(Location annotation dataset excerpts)
"""

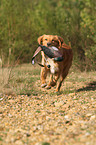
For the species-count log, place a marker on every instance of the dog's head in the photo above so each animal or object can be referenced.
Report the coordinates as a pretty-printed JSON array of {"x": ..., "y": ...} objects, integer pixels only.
[{"x": 50, "y": 40}]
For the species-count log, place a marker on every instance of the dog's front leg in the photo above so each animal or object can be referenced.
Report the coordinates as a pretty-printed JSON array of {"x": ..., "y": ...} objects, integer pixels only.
[
  {"x": 50, "y": 80},
  {"x": 43, "y": 72}
]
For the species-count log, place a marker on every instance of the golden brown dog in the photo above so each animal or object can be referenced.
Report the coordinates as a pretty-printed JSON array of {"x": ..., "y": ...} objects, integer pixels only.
[{"x": 57, "y": 69}]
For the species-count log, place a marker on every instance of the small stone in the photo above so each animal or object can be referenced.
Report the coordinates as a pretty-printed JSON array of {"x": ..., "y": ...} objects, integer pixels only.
[
  {"x": 88, "y": 115},
  {"x": 93, "y": 117},
  {"x": 18, "y": 142},
  {"x": 58, "y": 104}
]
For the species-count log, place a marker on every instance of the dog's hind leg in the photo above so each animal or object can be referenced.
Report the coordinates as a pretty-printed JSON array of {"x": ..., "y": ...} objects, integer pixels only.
[
  {"x": 43, "y": 77},
  {"x": 61, "y": 80}
]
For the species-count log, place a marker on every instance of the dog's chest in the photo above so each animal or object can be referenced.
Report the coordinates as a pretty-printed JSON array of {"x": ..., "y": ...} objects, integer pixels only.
[{"x": 53, "y": 66}]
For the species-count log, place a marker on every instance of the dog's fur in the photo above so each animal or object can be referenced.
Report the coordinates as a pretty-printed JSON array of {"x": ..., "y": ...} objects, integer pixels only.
[{"x": 62, "y": 68}]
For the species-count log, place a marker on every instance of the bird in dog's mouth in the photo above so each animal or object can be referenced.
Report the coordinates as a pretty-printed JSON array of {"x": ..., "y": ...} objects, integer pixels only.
[{"x": 53, "y": 54}]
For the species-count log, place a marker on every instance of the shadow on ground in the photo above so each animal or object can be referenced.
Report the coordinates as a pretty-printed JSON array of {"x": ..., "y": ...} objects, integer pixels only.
[{"x": 89, "y": 87}]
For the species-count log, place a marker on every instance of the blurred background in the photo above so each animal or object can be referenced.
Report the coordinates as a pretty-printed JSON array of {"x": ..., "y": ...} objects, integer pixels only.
[{"x": 23, "y": 21}]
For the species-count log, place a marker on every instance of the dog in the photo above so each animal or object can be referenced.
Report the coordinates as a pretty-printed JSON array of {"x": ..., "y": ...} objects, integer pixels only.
[{"x": 57, "y": 69}]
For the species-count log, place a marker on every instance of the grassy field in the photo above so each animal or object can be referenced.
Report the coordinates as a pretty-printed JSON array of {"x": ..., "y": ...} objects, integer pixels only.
[{"x": 31, "y": 115}]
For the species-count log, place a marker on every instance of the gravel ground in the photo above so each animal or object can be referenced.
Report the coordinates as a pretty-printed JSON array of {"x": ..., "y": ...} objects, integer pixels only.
[{"x": 49, "y": 118}]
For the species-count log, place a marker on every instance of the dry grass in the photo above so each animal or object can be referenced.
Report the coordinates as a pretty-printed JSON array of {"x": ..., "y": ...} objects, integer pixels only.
[{"x": 32, "y": 115}]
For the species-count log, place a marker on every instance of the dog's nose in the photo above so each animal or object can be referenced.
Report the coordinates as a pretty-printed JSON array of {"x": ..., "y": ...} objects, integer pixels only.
[{"x": 48, "y": 44}]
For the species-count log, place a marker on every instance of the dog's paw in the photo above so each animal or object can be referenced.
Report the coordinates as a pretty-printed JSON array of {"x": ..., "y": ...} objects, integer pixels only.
[
  {"x": 43, "y": 85},
  {"x": 48, "y": 87},
  {"x": 53, "y": 84}
]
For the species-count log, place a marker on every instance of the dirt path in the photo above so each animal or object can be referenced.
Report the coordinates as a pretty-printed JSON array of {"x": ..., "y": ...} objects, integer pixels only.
[{"x": 65, "y": 118}]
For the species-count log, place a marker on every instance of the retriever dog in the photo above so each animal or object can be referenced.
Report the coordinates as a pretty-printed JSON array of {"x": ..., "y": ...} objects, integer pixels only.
[{"x": 58, "y": 69}]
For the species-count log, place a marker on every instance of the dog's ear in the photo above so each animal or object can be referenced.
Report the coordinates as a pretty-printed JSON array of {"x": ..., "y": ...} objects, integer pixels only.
[
  {"x": 61, "y": 39},
  {"x": 40, "y": 39}
]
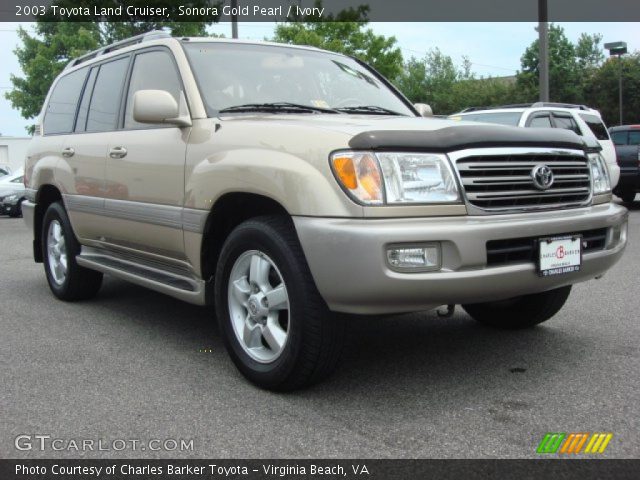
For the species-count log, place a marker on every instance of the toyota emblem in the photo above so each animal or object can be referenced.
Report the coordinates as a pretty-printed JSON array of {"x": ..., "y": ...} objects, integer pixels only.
[{"x": 542, "y": 177}]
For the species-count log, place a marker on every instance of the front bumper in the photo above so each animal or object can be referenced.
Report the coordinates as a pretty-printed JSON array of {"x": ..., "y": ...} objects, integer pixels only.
[{"x": 347, "y": 257}]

"""

> [Your objective] Write out the entries again, exactly as given, skipping any images.

> [Response to the task]
For the species-count log, place a marker on every instance of the dog's head in the photo above so each animal or object can be referenced.
Report the coordinates as a pretty-printed JSON array of {"x": ..., "y": ...} objects, integer pixels only.
[{"x": 50, "y": 40}]
For the species-count log, place a marker on every instance of the dog's front leg in the photo above so each animal or object can be referenced.
Report the coordinates as a pretty-printed JSON array of {"x": ..., "y": ...} objects, integer pixels only.
[
  {"x": 50, "y": 80},
  {"x": 43, "y": 72}
]
For the species-count log, place a marker on every instance of the golden brown dog in the photo above so each animal or object can be referenced.
Report the coordinates as a pretty-printed JSON array of {"x": ..., "y": ...} objects, integer pixels only.
[{"x": 57, "y": 69}]
For the species-count log, place a marker on every instance of the small stone in the photo above so each animal or object can be referenced.
Report the coordinates as a pretty-printed JSON array of {"x": ..., "y": ...} objects, integer pixels only.
[
  {"x": 88, "y": 115},
  {"x": 93, "y": 117},
  {"x": 18, "y": 142},
  {"x": 58, "y": 104}
]
For the species-count log, place a marker on every instance of the dog's hind leg in the photo above so each animal or object can be referenced.
Report the coordinates as a pretty-printed JSON array of {"x": ..., "y": ...} objects, integer pixels only.
[
  {"x": 43, "y": 77},
  {"x": 61, "y": 80}
]
For the species-count log, place a marker on every instance of the dog's chest in the photo above so each animal or object can be referenced.
Report the coordinates as a pretty-printed JSON array of {"x": ..., "y": ...} objects, integer pixels only.
[{"x": 53, "y": 66}]
For the species-count log, place a marker on every instance of the dog's fur in the photo above so each animal or object can be referenced.
Report the coordinates as a pretty-printed JSON array of {"x": ..., "y": ...} objects, integer pixels only.
[{"x": 62, "y": 68}]
For the species-count log, place a marker on every instance of the bird in dog's mouth in the photo above so each animal or object can be referenced.
Report the coordinates as a pretty-printed JSON array of {"x": ..., "y": ...} objects, integer pixels only.
[{"x": 53, "y": 54}]
For the species-count log, place a marker on every instance of the shadow on ground in the photo above so each animal or object can be referenced.
Report the coordinates as a pretty-printed JSON array of {"x": ..., "y": ...} objects, integer pixels only.
[{"x": 89, "y": 87}]
For the species-count log, place a marker on every instance of the blurred background in the photo above so each animal or object can be referenced.
Report the coordinates as a pretty-printed JSON array of {"x": ..., "y": ...} objects, integer pixels only.
[{"x": 23, "y": 21}]
For the species-count log, place a marker on every instance of the dog in the photo above so each animal or object can be referenced.
Report the coordinates as a pretty-printed JSON array of {"x": ..., "y": ...} objects, integer pixels only.
[{"x": 57, "y": 69}]
For the species-count log, place a marker on every instance of the grassy field in the photo above so each animal or object can be referenced.
Report the coordinates as a pretty-printed JSON array of {"x": ..., "y": ...} objects, integer pixels only.
[{"x": 31, "y": 115}]
For the species-count log, place a marker on every instance of the gravel ground in the photo above so each animal or object can be referenced.
Report the coordinates as a pretty-printed JSON array of {"x": ..., "y": ...} objects, integer pixels only.
[{"x": 49, "y": 118}]
For the species-count log, place a marker on every instance of the dry grass in the photo above so each animal or object can be referenced.
Report the coordinates as a pretty-printed JSON array of {"x": ..., "y": ...} objects, integer pixels only.
[{"x": 32, "y": 115}]
For the species-count log, place a marker on every instance of the dog's nose in the photo above so each animal or object can be referenced.
Report the coordinates as a pretty-printed JSON array of {"x": ..., "y": ...} objects, integer pixels only.
[{"x": 48, "y": 44}]
For the species-count log, place a marker on every instance of the dog's paw in the photo above so each animal or object can be referenced.
Report the coordinates as a pretty-printed JSON array of {"x": ..., "y": ...} objects, integer pixels only.
[
  {"x": 43, "y": 85},
  {"x": 48, "y": 87},
  {"x": 53, "y": 84}
]
For the species-count log, place a marker on every instance of the dirt path in the photo above so each animal or object can be referenced.
Report the coordinates as a pretty-printed JSON array of {"x": ..., "y": ...} objects, integer pixels only.
[{"x": 65, "y": 118}]
For the species-count log, place a marker on every instance of the retriever dog in the photo above so each animal or object can be referenced.
Report the coordinates as a pretty-printed JSON array of {"x": ..., "y": ...} objects, integer pixels only.
[{"x": 58, "y": 69}]
For the species-count log, place a marker on every instance of the dog's ear in the photo above so each animal or object can be referenced.
Report the coordinates as a pretty-printed JSON array of {"x": ..., "y": ...} objects, integer pixels only.
[
  {"x": 61, "y": 39},
  {"x": 40, "y": 39}
]
For the species-count log, place a marker on every instance of the toyota emblem in the photo above so each animal or object can be referenced.
Report the coordinates as a pretty-printed JSON array of {"x": ..., "y": ...} objects, integer pixels only.
[{"x": 542, "y": 177}]
For the species-count log, place a marker on every instance of the front bumper in the photo above so each animal or object can be referenced.
Report the coordinates as a pretty-printed JSON array of {"x": ..., "y": ...} objects, integer pixels only.
[{"x": 347, "y": 257}]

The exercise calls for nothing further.